→ Exercise task
Quote the lines from the line holding "Annotation task — mark the photographic" to the very end of the listing, exactly, and no others.

→ Data
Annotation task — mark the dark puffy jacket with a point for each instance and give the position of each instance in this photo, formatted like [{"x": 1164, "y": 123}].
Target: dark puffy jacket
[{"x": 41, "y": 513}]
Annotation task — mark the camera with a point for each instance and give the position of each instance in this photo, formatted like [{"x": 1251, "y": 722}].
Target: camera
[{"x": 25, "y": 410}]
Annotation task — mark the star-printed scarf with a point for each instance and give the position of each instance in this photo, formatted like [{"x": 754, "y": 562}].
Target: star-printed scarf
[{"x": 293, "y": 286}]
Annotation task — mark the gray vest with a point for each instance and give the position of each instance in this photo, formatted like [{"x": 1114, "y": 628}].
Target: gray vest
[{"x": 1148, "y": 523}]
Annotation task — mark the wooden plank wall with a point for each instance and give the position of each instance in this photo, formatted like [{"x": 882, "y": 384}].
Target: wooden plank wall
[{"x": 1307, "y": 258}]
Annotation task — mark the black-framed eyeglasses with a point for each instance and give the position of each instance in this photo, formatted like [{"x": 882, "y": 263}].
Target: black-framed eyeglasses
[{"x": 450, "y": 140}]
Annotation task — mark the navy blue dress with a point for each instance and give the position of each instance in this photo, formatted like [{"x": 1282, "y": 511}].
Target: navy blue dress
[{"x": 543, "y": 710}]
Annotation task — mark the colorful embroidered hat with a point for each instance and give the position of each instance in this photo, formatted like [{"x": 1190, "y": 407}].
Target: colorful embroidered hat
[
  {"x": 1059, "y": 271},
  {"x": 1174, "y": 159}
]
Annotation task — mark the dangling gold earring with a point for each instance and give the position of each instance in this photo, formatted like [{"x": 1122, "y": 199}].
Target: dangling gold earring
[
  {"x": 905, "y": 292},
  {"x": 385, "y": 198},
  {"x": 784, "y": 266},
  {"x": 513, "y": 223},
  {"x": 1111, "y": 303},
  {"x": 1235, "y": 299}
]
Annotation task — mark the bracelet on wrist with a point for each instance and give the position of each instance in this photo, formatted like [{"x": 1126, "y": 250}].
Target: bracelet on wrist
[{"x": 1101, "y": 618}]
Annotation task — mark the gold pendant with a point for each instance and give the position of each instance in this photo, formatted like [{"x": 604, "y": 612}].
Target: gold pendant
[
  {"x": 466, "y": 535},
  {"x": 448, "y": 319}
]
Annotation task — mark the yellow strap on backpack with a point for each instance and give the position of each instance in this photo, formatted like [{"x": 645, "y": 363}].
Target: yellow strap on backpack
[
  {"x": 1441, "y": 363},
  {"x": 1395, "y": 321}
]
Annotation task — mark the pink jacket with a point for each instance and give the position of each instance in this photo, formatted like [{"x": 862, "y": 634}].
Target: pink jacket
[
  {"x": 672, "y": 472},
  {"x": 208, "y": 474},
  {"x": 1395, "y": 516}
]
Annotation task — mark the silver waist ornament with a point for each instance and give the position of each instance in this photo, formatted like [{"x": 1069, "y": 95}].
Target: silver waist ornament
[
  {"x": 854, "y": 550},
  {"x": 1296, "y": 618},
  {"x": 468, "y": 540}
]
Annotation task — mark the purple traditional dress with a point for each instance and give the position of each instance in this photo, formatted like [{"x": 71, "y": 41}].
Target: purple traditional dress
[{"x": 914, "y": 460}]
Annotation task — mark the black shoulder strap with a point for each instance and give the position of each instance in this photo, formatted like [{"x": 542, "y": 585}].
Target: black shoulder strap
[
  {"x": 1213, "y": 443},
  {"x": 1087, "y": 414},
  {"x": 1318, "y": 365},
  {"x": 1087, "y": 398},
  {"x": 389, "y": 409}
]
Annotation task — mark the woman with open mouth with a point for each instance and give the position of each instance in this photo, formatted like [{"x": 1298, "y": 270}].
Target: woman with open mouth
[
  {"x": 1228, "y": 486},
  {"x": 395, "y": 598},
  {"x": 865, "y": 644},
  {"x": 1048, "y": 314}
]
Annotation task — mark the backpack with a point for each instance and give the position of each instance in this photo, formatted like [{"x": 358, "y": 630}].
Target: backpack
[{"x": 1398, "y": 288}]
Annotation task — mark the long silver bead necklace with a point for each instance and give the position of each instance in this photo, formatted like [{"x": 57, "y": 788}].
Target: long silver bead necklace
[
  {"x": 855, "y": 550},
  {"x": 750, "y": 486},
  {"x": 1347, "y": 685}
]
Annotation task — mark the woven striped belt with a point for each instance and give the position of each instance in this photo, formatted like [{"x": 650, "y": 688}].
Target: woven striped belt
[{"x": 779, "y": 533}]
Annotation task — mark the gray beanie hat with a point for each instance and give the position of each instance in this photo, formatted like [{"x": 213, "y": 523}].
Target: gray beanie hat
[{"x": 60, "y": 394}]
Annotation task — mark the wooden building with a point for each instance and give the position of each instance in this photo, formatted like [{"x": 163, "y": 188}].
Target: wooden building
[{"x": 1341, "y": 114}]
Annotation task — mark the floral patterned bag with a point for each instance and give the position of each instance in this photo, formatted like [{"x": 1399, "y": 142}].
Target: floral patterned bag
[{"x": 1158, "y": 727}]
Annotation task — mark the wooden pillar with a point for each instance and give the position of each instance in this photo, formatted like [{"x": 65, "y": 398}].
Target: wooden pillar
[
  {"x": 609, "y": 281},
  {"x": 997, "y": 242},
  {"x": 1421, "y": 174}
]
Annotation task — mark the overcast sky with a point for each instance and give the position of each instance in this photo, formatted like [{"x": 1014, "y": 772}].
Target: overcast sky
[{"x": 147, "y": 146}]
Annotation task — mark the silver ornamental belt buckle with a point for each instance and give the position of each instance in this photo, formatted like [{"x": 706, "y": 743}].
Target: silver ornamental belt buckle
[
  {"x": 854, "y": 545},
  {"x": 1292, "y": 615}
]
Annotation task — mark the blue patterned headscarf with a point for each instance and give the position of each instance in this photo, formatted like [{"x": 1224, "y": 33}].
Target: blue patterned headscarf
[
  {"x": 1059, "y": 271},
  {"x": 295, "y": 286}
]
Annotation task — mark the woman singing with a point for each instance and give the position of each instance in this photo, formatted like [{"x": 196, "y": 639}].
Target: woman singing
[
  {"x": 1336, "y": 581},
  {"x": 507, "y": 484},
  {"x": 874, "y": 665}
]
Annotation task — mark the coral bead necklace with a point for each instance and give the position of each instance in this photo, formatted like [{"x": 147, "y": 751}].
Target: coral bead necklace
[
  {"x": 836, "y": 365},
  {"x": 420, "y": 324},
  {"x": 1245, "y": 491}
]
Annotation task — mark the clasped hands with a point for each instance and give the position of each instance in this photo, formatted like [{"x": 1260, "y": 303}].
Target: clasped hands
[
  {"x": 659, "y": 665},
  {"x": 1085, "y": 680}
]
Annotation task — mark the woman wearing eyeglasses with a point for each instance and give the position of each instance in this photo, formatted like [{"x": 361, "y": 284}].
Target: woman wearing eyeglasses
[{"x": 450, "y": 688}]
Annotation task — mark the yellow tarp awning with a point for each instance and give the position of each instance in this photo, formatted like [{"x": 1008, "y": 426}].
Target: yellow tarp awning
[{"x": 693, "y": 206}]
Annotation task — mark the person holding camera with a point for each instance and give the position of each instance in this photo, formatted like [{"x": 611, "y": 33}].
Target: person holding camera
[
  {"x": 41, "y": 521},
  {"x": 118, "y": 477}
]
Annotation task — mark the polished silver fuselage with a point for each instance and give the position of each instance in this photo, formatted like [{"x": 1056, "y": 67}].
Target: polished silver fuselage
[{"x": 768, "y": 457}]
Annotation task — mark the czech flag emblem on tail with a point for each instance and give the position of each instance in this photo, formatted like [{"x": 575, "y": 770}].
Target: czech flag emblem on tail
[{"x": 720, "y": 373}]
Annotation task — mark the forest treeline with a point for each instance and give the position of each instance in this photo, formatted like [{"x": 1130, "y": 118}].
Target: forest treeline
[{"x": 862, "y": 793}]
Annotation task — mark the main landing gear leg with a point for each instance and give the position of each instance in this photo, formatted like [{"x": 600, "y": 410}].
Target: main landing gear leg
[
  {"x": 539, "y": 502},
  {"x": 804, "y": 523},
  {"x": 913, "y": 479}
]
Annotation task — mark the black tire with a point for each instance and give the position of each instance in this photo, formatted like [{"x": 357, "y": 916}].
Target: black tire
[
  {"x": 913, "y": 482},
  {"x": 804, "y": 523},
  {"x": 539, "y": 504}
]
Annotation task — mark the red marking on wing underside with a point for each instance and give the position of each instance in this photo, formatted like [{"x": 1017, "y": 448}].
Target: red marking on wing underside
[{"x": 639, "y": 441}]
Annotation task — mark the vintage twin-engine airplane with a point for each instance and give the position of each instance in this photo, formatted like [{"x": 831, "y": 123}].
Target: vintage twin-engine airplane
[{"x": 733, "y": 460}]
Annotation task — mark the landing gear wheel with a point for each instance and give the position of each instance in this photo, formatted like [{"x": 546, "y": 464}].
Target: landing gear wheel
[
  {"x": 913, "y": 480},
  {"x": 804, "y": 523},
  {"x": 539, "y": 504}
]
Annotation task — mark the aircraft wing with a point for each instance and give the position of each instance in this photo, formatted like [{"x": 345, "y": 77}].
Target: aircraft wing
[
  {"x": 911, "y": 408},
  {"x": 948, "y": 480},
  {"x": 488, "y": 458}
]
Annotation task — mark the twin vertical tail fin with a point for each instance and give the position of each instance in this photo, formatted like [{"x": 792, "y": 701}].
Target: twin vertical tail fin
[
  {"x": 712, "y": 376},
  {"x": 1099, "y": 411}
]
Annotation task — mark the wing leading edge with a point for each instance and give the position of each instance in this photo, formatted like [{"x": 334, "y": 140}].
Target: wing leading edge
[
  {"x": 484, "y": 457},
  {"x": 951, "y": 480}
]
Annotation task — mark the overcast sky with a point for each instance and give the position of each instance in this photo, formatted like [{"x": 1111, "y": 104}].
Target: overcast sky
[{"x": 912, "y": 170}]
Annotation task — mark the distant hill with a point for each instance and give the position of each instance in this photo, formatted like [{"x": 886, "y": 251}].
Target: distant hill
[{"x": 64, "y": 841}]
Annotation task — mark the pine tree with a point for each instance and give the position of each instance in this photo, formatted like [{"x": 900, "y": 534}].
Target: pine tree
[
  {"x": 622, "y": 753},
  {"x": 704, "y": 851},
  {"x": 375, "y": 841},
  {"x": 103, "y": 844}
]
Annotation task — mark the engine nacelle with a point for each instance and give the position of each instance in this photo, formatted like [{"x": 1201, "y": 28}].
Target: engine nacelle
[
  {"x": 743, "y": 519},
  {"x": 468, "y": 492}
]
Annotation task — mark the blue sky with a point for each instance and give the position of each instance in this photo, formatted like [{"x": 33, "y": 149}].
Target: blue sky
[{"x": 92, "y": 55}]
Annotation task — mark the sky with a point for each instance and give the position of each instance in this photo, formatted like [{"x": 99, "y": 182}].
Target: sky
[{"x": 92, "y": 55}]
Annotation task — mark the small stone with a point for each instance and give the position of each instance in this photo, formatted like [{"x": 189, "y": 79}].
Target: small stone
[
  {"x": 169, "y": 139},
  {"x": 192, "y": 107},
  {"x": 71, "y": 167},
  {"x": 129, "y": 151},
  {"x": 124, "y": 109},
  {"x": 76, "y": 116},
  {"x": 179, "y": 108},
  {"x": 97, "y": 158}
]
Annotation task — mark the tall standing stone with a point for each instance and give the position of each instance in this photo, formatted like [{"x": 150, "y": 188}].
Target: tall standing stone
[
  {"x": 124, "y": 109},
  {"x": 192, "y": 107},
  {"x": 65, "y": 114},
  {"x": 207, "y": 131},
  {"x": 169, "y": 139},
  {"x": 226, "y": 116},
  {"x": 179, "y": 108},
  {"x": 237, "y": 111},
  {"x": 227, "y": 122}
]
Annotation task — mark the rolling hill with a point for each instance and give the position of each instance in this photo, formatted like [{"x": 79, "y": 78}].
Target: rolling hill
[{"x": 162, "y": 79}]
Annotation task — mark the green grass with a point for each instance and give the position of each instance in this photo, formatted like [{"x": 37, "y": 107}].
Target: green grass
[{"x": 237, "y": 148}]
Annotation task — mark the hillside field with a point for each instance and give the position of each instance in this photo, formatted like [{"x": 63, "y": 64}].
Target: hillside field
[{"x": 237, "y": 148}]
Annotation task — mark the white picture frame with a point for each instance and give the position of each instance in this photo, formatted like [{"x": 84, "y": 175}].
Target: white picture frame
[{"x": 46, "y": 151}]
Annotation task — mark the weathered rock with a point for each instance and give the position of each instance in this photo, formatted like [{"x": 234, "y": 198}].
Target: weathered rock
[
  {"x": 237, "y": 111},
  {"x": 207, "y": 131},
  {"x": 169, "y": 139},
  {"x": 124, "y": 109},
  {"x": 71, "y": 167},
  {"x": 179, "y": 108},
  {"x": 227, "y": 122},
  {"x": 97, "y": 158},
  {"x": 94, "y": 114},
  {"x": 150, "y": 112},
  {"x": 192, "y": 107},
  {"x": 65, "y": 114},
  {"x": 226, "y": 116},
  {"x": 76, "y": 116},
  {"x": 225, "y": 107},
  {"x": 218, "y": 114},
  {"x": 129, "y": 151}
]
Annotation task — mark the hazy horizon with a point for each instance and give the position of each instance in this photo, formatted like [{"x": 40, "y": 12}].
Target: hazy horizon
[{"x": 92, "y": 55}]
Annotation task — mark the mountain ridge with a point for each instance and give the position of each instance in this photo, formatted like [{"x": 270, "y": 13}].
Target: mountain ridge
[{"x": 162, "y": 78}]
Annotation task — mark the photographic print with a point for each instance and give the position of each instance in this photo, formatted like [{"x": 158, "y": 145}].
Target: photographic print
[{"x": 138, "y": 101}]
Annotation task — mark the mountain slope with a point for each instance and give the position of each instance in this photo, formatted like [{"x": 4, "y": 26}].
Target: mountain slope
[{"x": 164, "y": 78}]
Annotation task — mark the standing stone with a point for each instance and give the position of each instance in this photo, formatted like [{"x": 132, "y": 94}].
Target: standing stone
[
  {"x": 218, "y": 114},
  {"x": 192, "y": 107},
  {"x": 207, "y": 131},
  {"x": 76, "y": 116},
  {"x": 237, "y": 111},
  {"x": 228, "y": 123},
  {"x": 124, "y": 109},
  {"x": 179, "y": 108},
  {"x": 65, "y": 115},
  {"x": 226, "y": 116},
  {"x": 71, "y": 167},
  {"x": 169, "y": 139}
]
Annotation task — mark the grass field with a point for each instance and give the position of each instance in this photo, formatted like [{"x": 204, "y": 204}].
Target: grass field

→ The output
Annotation task — mark the photographic print with a point for each instance and give the position of each instance in this photo, formatted like [{"x": 158, "y": 145}].
Target: photographic print
[{"x": 138, "y": 101}]
Annotation task — mark the mountain slope with a point for each instance and give the position of each instance in this photo, formatted like [{"x": 4, "y": 26}].
Target: mountain slope
[{"x": 164, "y": 78}]
Annotation task — mark the standing stone with a point for each instance and give the position of each instance in this photo, formatted like [{"x": 132, "y": 94}].
Target: standing stone
[
  {"x": 218, "y": 114},
  {"x": 192, "y": 107},
  {"x": 207, "y": 131},
  {"x": 76, "y": 116},
  {"x": 237, "y": 111},
  {"x": 228, "y": 123},
  {"x": 124, "y": 109},
  {"x": 179, "y": 108},
  {"x": 65, "y": 115},
  {"x": 226, "y": 116},
  {"x": 71, "y": 167},
  {"x": 169, "y": 139}
]
Annotation task — mark the grass field with a point for each instance and give the position of each instance in this photo, formatted like [{"x": 204, "y": 204}].
Target: grass field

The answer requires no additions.